• TASK REQUIREMENTS: Could you output each line of the data that follows exactly?

Records of labeled points:
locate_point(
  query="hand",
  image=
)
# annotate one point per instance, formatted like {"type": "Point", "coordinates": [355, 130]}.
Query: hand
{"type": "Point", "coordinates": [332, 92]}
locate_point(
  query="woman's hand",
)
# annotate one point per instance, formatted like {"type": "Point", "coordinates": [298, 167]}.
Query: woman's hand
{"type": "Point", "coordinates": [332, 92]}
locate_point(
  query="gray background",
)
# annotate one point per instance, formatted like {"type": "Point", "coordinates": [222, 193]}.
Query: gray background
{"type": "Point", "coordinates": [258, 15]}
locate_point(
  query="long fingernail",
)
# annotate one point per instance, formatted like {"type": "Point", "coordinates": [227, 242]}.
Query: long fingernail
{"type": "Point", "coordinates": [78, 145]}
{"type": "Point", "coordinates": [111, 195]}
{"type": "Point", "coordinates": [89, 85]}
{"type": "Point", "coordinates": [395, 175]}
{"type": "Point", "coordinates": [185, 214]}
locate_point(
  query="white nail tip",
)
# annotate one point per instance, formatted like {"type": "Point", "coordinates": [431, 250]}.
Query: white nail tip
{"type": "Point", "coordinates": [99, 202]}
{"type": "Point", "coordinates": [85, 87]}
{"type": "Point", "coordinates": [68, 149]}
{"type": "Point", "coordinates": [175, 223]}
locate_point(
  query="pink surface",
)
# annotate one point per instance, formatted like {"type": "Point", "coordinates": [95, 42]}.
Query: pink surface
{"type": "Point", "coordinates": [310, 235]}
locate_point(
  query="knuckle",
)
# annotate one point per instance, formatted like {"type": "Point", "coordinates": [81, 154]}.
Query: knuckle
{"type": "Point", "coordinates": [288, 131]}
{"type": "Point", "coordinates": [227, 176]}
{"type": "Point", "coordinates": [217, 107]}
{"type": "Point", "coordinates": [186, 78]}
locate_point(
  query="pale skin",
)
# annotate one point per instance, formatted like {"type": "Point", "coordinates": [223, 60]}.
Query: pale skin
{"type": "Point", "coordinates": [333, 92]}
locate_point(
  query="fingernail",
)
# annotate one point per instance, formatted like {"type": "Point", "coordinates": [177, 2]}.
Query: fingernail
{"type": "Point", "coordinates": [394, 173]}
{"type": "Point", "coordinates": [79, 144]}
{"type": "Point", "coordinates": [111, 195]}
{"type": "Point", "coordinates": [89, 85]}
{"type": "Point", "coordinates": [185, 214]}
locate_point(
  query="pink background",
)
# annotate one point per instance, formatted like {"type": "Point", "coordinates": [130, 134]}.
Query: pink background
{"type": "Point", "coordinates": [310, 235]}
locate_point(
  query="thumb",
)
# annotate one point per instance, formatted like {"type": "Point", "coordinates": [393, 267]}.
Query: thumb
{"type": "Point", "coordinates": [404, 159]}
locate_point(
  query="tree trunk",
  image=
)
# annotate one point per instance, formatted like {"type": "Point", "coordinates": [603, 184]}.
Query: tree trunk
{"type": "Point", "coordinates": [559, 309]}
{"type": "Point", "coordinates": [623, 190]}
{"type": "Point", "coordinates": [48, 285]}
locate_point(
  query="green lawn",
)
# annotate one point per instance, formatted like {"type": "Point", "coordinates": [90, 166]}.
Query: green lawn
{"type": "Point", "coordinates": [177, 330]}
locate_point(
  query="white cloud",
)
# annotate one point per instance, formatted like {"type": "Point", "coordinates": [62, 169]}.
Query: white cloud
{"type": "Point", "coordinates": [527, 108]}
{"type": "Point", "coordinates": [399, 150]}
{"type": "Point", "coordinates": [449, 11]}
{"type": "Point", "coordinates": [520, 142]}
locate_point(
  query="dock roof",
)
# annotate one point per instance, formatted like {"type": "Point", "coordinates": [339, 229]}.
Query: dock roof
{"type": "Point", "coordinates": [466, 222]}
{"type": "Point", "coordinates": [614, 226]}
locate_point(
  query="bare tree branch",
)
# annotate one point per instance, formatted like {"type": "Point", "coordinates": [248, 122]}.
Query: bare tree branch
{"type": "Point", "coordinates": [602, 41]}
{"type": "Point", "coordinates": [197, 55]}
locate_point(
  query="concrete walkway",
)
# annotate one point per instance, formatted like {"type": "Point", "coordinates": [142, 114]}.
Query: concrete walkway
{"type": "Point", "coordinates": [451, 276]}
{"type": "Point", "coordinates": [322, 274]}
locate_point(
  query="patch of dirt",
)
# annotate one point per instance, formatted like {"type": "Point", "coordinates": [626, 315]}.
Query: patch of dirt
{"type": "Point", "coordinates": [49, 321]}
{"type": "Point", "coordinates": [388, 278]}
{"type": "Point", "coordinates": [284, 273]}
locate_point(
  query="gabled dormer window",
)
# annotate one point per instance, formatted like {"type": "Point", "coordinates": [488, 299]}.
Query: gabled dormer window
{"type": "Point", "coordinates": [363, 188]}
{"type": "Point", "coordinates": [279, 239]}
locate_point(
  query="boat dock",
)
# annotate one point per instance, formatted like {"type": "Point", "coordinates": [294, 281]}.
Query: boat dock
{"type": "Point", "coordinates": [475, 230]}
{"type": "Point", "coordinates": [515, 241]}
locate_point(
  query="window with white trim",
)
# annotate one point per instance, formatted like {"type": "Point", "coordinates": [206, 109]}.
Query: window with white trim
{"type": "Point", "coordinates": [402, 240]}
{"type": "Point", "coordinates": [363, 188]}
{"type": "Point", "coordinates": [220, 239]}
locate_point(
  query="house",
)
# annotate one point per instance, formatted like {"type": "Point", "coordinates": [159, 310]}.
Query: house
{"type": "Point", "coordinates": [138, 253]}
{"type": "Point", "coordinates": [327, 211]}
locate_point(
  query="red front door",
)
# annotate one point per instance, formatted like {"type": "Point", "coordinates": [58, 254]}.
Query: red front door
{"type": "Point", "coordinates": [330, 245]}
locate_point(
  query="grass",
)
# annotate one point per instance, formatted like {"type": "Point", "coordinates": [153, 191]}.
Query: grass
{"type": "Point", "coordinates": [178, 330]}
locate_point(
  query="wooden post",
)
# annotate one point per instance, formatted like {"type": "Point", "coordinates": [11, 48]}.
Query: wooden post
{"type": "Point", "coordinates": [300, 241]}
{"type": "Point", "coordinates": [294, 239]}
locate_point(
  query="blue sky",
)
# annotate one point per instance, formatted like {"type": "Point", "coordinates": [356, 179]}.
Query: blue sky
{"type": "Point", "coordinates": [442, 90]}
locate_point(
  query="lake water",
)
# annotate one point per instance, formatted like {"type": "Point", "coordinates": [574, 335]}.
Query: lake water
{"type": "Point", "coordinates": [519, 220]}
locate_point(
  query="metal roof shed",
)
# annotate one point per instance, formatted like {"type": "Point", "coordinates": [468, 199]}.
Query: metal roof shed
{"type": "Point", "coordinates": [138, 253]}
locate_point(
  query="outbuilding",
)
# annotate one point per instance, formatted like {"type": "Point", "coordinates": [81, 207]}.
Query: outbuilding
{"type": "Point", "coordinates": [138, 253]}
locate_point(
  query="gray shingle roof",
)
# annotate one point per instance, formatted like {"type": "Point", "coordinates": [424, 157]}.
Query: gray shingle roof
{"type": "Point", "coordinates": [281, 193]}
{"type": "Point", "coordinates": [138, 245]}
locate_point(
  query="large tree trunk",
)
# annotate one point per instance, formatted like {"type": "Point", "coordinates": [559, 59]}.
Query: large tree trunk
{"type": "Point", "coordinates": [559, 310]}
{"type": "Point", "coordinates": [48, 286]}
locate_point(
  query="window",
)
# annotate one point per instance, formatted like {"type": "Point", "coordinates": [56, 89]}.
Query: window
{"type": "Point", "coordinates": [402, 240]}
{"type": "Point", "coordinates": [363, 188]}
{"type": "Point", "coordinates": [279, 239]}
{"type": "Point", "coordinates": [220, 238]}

• FINAL ANSWER:
locate_point(
  query="hand",
  image=
)
# annotate one point per instance, formatted like {"type": "Point", "coordinates": [355, 130]}.
Query: hand
{"type": "Point", "coordinates": [332, 92]}
locate_point(
  query="woman's hand",
)
# annotate one point per instance, formatted like {"type": "Point", "coordinates": [298, 167]}.
Query: woman's hand
{"type": "Point", "coordinates": [332, 92]}
locate_point(
  query="gray background",
)
# annotate one point per instance, formatted like {"type": "Point", "coordinates": [222, 193]}.
Query: gray background
{"type": "Point", "coordinates": [258, 15]}
locate_point(
  query="long fingernail",
)
# annotate one point per instance, formatted like {"type": "Point", "coordinates": [227, 242]}.
Query: long fingernail
{"type": "Point", "coordinates": [78, 145]}
{"type": "Point", "coordinates": [111, 195]}
{"type": "Point", "coordinates": [89, 85]}
{"type": "Point", "coordinates": [395, 175]}
{"type": "Point", "coordinates": [185, 214]}
locate_point(
  query="white nail tip",
)
# annotate one point per instance, formatted like {"type": "Point", "coordinates": [431, 250]}.
Query: white nail tip
{"type": "Point", "coordinates": [99, 202]}
{"type": "Point", "coordinates": [85, 87]}
{"type": "Point", "coordinates": [68, 149]}
{"type": "Point", "coordinates": [175, 223]}
locate_point(
  query="pink surface",
)
# annotate one point per instance, formatted like {"type": "Point", "coordinates": [95, 42]}.
Query: pink surface
{"type": "Point", "coordinates": [310, 235]}
locate_point(
  query="knuckle",
)
# annotate one point per instance, formatted like {"type": "Point", "coordinates": [81, 154]}.
Query: knuckle
{"type": "Point", "coordinates": [288, 131]}
{"type": "Point", "coordinates": [227, 176]}
{"type": "Point", "coordinates": [217, 107]}
{"type": "Point", "coordinates": [186, 78]}
locate_point(
  query="pale skin",
)
# annotate one point per instance, formatted like {"type": "Point", "coordinates": [223, 60]}.
Query: pale skin
{"type": "Point", "coordinates": [333, 92]}
locate_point(
  query="fingernail",
)
# annotate one point per instance, formatted like {"type": "Point", "coordinates": [177, 2]}.
Query: fingernail
{"type": "Point", "coordinates": [394, 173]}
{"type": "Point", "coordinates": [79, 144]}
{"type": "Point", "coordinates": [111, 195]}
{"type": "Point", "coordinates": [89, 85]}
{"type": "Point", "coordinates": [185, 214]}
locate_point(
  query="pink background",
)
# annotate one point per instance, formatted like {"type": "Point", "coordinates": [130, 134]}.
Query: pink background
{"type": "Point", "coordinates": [310, 235]}
locate_point(
  query="thumb",
)
# annotate one point per instance, formatted like {"type": "Point", "coordinates": [393, 267]}.
Query: thumb
{"type": "Point", "coordinates": [404, 159]}
locate_point(
  query="tree trunk",
  image=
)
# annotate one point per instance, formatted like {"type": "Point", "coordinates": [603, 184]}.
Query: tree trunk
{"type": "Point", "coordinates": [559, 309]}
{"type": "Point", "coordinates": [623, 190]}
{"type": "Point", "coordinates": [48, 285]}
locate_point(
  query="green lawn",
)
# annotate one point per instance, formatted like {"type": "Point", "coordinates": [90, 166]}.
Query: green lawn
{"type": "Point", "coordinates": [177, 330]}
locate_point(
  query="white cloud",
)
# annotate one point per instance, formatted like {"type": "Point", "coordinates": [62, 169]}.
Query: white cloud
{"type": "Point", "coordinates": [527, 108]}
{"type": "Point", "coordinates": [399, 150]}
{"type": "Point", "coordinates": [449, 11]}
{"type": "Point", "coordinates": [520, 142]}
locate_point(
  query="dock roof",
)
# annotate one point per instance, formatted like {"type": "Point", "coordinates": [339, 229]}.
Query: dock roof
{"type": "Point", "coordinates": [466, 222]}
{"type": "Point", "coordinates": [614, 226]}
locate_point(
  query="bare tree branch",
)
# annotate one point per instance, formatted like {"type": "Point", "coordinates": [248, 122]}.
Query: bare tree branch
{"type": "Point", "coordinates": [602, 41]}
{"type": "Point", "coordinates": [197, 55]}
locate_point(
  query="concrete walkway",
)
# annotate one point per instance, formatted like {"type": "Point", "coordinates": [142, 114]}.
Query: concrete walkway
{"type": "Point", "coordinates": [451, 276]}
{"type": "Point", "coordinates": [322, 274]}
locate_point(
  query="patch of dirt",
)
# annotate one point per instance, formatted like {"type": "Point", "coordinates": [626, 315]}.
Query: patch of dirt
{"type": "Point", "coordinates": [49, 321]}
{"type": "Point", "coordinates": [388, 278]}
{"type": "Point", "coordinates": [284, 273]}
locate_point(
  query="gabled dormer window",
)
# annotate one point per instance, formatted like {"type": "Point", "coordinates": [488, 299]}.
Query: gabled dormer window
{"type": "Point", "coordinates": [363, 188]}
{"type": "Point", "coordinates": [279, 239]}
locate_point(
  query="boat dock",
)
# annotate one point per instance, formatted like {"type": "Point", "coordinates": [294, 281]}.
Query: boat dock
{"type": "Point", "coordinates": [475, 230]}
{"type": "Point", "coordinates": [515, 241]}
locate_point(
  query="window with white trim",
)
# annotate one point per instance, formatted like {"type": "Point", "coordinates": [206, 109]}.
Query: window with white trim
{"type": "Point", "coordinates": [402, 240]}
{"type": "Point", "coordinates": [363, 188]}
{"type": "Point", "coordinates": [220, 239]}
locate_point(
  query="house",
)
# annotate one point per instance, formatted like {"type": "Point", "coordinates": [159, 310]}.
Query: house
{"type": "Point", "coordinates": [138, 253]}
{"type": "Point", "coordinates": [327, 211]}
locate_point(
  query="red front door",
)
# annotate one point per instance, formatted like {"type": "Point", "coordinates": [58, 254]}.
Query: red front door
{"type": "Point", "coordinates": [330, 245]}
locate_point(
  query="grass",
)
# annotate one point per instance, formatted like {"type": "Point", "coordinates": [153, 191]}.
Query: grass
{"type": "Point", "coordinates": [178, 330]}
locate_point(
  query="wooden post",
)
# annotate one point per instance, formatted like {"type": "Point", "coordinates": [11, 48]}.
Query: wooden post
{"type": "Point", "coordinates": [300, 241]}
{"type": "Point", "coordinates": [294, 239]}
locate_point(
  query="blue sky",
)
# annotate one point per instance, formatted like {"type": "Point", "coordinates": [356, 179]}.
Query: blue sky
{"type": "Point", "coordinates": [442, 90]}
locate_point(
  query="lake water",
)
# annotate one point per instance, formatted like {"type": "Point", "coordinates": [574, 335]}.
Query: lake water
{"type": "Point", "coordinates": [519, 220]}
locate_point(
  query="metal roof shed",
)
# annotate one point per instance, formatted like {"type": "Point", "coordinates": [468, 199]}.
Query: metal roof shed
{"type": "Point", "coordinates": [138, 253]}
locate_point(
  query="outbuilding",
)
# annotate one point per instance, formatted like {"type": "Point", "coordinates": [81, 207]}.
Query: outbuilding
{"type": "Point", "coordinates": [138, 253]}
locate_point(
  query="gray shingle roof",
)
# annotate one point per instance, formatted like {"type": "Point", "coordinates": [424, 157]}.
Query: gray shingle roof
{"type": "Point", "coordinates": [281, 193]}
{"type": "Point", "coordinates": [138, 245]}
locate_point(
  query="large tree trunk",
)
# annotate one point per instance, formatted like {"type": "Point", "coordinates": [559, 59]}.
Query: large tree trunk
{"type": "Point", "coordinates": [559, 310]}
{"type": "Point", "coordinates": [48, 286]}
locate_point(
  query="window",
)
# annotate one point per instance, formatted like {"type": "Point", "coordinates": [56, 89]}.
Query: window
{"type": "Point", "coordinates": [402, 240]}
{"type": "Point", "coordinates": [363, 188]}
{"type": "Point", "coordinates": [279, 239]}
{"type": "Point", "coordinates": [220, 238]}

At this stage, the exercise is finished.